*DIRECTIONS FOR THIS TASK:*
Copy out every one of the records below word for word, but leave the pictures out of your copy.
┌─ RECORDED INFORMATION
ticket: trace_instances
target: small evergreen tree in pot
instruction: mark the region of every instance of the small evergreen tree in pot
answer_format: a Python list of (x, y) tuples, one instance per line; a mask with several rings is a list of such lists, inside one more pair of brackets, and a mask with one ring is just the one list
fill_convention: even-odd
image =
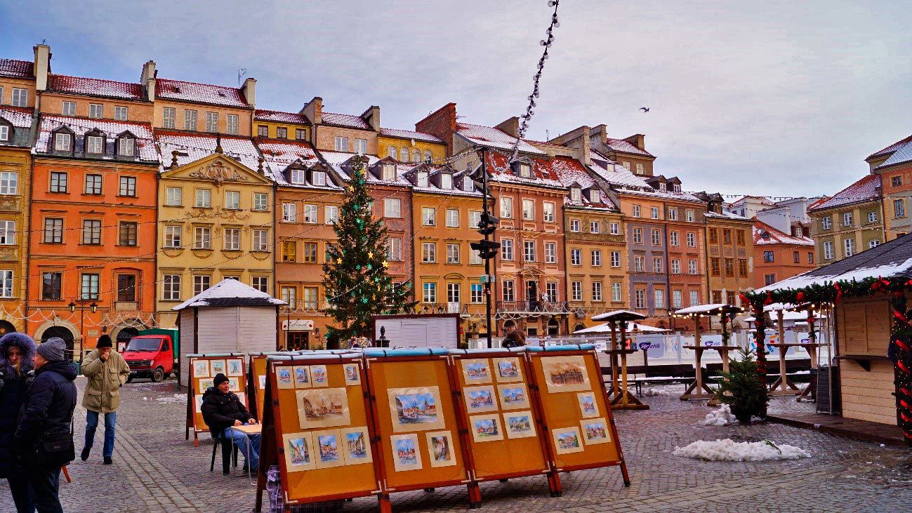
[(741, 358), (729, 364), (729, 372), (720, 374), (719, 400), (729, 405), (739, 422), (751, 424), (751, 416), (766, 416), (770, 393), (761, 380), (752, 351), (741, 348)]

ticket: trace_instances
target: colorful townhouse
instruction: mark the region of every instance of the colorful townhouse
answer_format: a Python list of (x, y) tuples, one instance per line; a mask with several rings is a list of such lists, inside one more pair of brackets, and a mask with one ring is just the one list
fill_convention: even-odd
[(817, 267), (833, 263), (885, 241), (880, 182), (872, 173), (808, 209), (814, 262)]

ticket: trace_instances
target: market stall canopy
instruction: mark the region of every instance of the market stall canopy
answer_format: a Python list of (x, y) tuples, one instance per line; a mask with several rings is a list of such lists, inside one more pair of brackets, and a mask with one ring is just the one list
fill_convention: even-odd
[(912, 236), (908, 234), (819, 269), (776, 282), (755, 292), (800, 290), (841, 281), (861, 282), (870, 278), (899, 277), (912, 277)]
[(639, 321), (640, 319), (646, 319), (646, 315), (642, 313), (637, 313), (630, 310), (615, 310), (614, 312), (606, 312), (605, 313), (599, 313), (598, 315), (593, 315), (593, 321)]

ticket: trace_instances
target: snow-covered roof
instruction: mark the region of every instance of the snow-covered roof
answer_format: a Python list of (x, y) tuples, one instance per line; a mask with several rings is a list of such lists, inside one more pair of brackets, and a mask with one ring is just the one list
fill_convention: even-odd
[(438, 142), (443, 144), (443, 140), (436, 136), (430, 134), (425, 134), (422, 132), (414, 132), (412, 130), (400, 130), (399, 128), (380, 128), (380, 135), (388, 138), (399, 138), (399, 139), (409, 139), (415, 140), (422, 140), (424, 142)]
[(155, 97), (223, 105), (225, 107), (247, 108), (247, 99), (241, 89), (212, 84), (198, 84), (159, 78), (155, 81)]
[(0, 76), (16, 78), (34, 78), (32, 62), (18, 59), (0, 59)]
[(865, 175), (858, 181), (836, 192), (830, 198), (823, 198), (815, 201), (808, 208), (808, 210), (819, 210), (821, 209), (830, 209), (833, 207), (842, 207), (861, 201), (870, 201), (879, 200), (880, 175)]
[(912, 235), (902, 235), (829, 265), (757, 289), (756, 292), (798, 290), (844, 280), (898, 277), (912, 278)]
[(242, 283), (241, 282), (225, 278), (212, 287), (188, 299), (171, 310), (197, 308), (200, 306), (280, 306), (288, 304), (275, 299), (266, 292)]
[[(764, 237), (764, 234), (767, 235)], [(799, 246), (813, 246), (814, 240), (810, 237), (793, 237), (784, 231), (766, 224), (760, 220), (753, 221), (753, 244), (796, 244)]]
[[(177, 158), (177, 165), (184, 166), (215, 153), (218, 138), (208, 134), (188, 134), (169, 130), (155, 130), (155, 141), (161, 154), (161, 165), (170, 168), (171, 151), (187, 155)], [(259, 168), (260, 151), (250, 138), (222, 136), (222, 152), (255, 171)], [(268, 164), (264, 163), (264, 168)], [(162, 169), (163, 170), (163, 169)], [(265, 169), (268, 173), (269, 170)]]
[(254, 119), (256, 121), (310, 125), (310, 119), (307, 119), (307, 117), (304, 114), (299, 112), (282, 112), (281, 110), (264, 110), (257, 108), (254, 113)]
[[(106, 119), (93, 119), (88, 118), (70, 118), (69, 116), (42, 116), (41, 123), (38, 125), (38, 137), (35, 141), (32, 152), (35, 154), (53, 155), (55, 151), (51, 146), (51, 139), (54, 130), (61, 127), (72, 130), (76, 137), (73, 138), (74, 157), (85, 158), (84, 152), (86, 132), (98, 128), (106, 137), (105, 153), (103, 156), (89, 155), (89, 159), (99, 159), (102, 160), (115, 159), (115, 142), (117, 137), (123, 132), (130, 132), (136, 136), (136, 149), (139, 160), (145, 162), (158, 162), (159, 153), (155, 149), (155, 143), (152, 139), (152, 126), (149, 123), (137, 123), (135, 121), (109, 121)], [(69, 155), (69, 153), (67, 153)], [(129, 159), (125, 157), (117, 157), (118, 160)]]
[[(516, 138), (506, 132), (492, 127), (482, 127), (481, 125), (470, 125), (468, 123), (457, 123), (456, 134), (472, 144), (496, 148), (498, 149), (513, 149), (513, 145), (516, 142)], [(533, 155), (544, 155), (541, 149), (532, 146), (524, 140), (519, 141), (519, 150), (523, 153)]]
[(140, 84), (85, 78), (83, 77), (67, 77), (65, 75), (48, 75), (47, 90), (56, 93), (71, 93), (118, 99), (144, 99)]
[(371, 129), (370, 125), (360, 116), (352, 114), (335, 114), (333, 112), (324, 112), (321, 115), (324, 125), (336, 125), (337, 127), (347, 127), (349, 128)]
└─
*RESULT:*
ticket: trace_instances
target: small evergreen tree in pot
instruction: mark the region of every instance of the small evergreen tree in pot
answer_format: a Python list of (x, y) tuples, one instance per line; a mask with several rings is a list of such lists, inside one more pair of brackets, and a mask with one ring is just the one list
fill_convention: even-odd
image =
[(741, 358), (729, 364), (729, 372), (720, 374), (719, 400), (729, 405), (739, 422), (751, 424), (751, 416), (766, 416), (770, 393), (761, 380), (752, 351), (741, 348)]

ticket: trace_instances
target: colorful townhouse
instruction: mark the region of every instance of the colorful townhouse
answer_format: a Python list of (x, y) tuples, one instance per line; a mask with several rings is a list of such lists, inside one more pair of brackets, and a mask with one ring is just the one list
fill_convention: even-odd
[(817, 267), (833, 263), (885, 241), (880, 182), (872, 173), (808, 209), (814, 262)]

ticket: trace_instances
target: market stall canopy
instruction: mark the region of every instance of the market stall canopy
answer_format: a Python list of (x, y) tuples, one instance per line; a mask with several rings is a list of such lists, inside one more pair of brackets, and a mask with one ring is just the one list
fill_convention: even-odd
[(912, 236), (908, 234), (819, 269), (776, 282), (755, 292), (800, 290), (841, 281), (861, 282), (870, 278), (899, 277), (912, 277)]
[(639, 321), (640, 319), (646, 319), (646, 315), (642, 313), (637, 313), (630, 310), (615, 310), (614, 312), (606, 312), (605, 313), (599, 313), (598, 315), (593, 315), (593, 321)]

ticket: trace_instances
target: snow-covered roof
instruction: mark the region of every instance of the snow-covered roof
answer_format: a Python list of (x, y) tuples, one instance per line; a mask with several rings is a list of such lists, inside one more pair of brackets, and a mask with one ring is just the one list
fill_convention: even-odd
[(438, 142), (443, 144), (443, 140), (436, 136), (430, 134), (425, 134), (422, 132), (414, 132), (412, 130), (400, 130), (399, 128), (380, 128), (380, 135), (388, 138), (399, 138), (399, 139), (409, 139), (415, 140), (422, 140), (424, 142)]
[(155, 97), (223, 105), (225, 107), (247, 108), (247, 99), (241, 89), (212, 84), (198, 84), (159, 78), (155, 81)]
[(0, 76), (16, 78), (34, 78), (32, 62), (18, 59), (0, 59)]
[(865, 175), (858, 181), (836, 192), (830, 198), (823, 198), (815, 201), (808, 208), (808, 210), (819, 210), (821, 209), (830, 209), (833, 207), (842, 207), (861, 201), (870, 201), (879, 200), (880, 175)]
[(912, 235), (902, 235), (829, 265), (757, 289), (756, 292), (798, 290), (844, 280), (898, 277), (912, 278)]
[(242, 283), (241, 282), (225, 278), (212, 287), (188, 299), (171, 310), (197, 308), (200, 306), (280, 306), (288, 304), (275, 299), (266, 292)]
[[(764, 237), (764, 234), (767, 235)], [(799, 246), (813, 246), (814, 240), (810, 237), (793, 237), (784, 231), (766, 224), (760, 220), (753, 221), (753, 244), (796, 244)]]
[[(177, 158), (177, 165), (184, 166), (215, 153), (218, 138), (208, 134), (188, 134), (169, 130), (155, 130), (155, 141), (161, 154), (161, 165), (170, 168), (171, 151), (187, 155)], [(259, 168), (260, 151), (250, 138), (222, 136), (222, 152), (255, 171)], [(268, 164), (264, 163), (264, 168)], [(162, 169), (163, 170), (163, 169)], [(265, 169), (268, 173), (269, 170)]]
[(254, 119), (256, 121), (310, 125), (310, 119), (307, 119), (307, 117), (304, 114), (299, 112), (282, 112), (281, 110), (264, 110), (257, 108), (254, 113)]
[[(106, 119), (93, 119), (88, 118), (70, 118), (69, 116), (42, 116), (41, 123), (38, 125), (38, 137), (35, 141), (32, 152), (35, 154), (53, 155), (55, 151), (51, 146), (51, 139), (54, 130), (61, 127), (72, 130), (76, 137), (73, 138), (74, 157), (85, 158), (84, 152), (86, 132), (98, 128), (106, 137), (105, 153), (103, 156), (89, 155), (89, 159), (99, 159), (102, 160), (115, 159), (115, 142), (117, 137), (123, 132), (130, 132), (136, 136), (136, 149), (139, 160), (145, 162), (158, 162), (159, 153), (155, 149), (155, 143), (152, 139), (152, 126), (149, 123), (137, 123), (135, 121), (109, 121)], [(69, 155), (69, 153), (67, 153)], [(129, 159), (125, 157), (117, 157), (118, 160)]]
[[(516, 138), (506, 132), (492, 127), (482, 127), (481, 125), (470, 125), (468, 123), (457, 123), (456, 134), (472, 144), (496, 148), (498, 149), (513, 149), (513, 145), (516, 142)], [(533, 155), (544, 155), (541, 149), (532, 146), (524, 140), (519, 141), (519, 150), (523, 153)]]
[(140, 84), (85, 78), (83, 77), (67, 77), (65, 75), (48, 75), (47, 90), (56, 93), (71, 93), (118, 99), (144, 99)]
[(371, 129), (370, 125), (360, 116), (352, 114), (335, 114), (333, 112), (324, 112), (321, 115), (324, 125), (336, 125), (337, 127), (347, 127), (349, 128)]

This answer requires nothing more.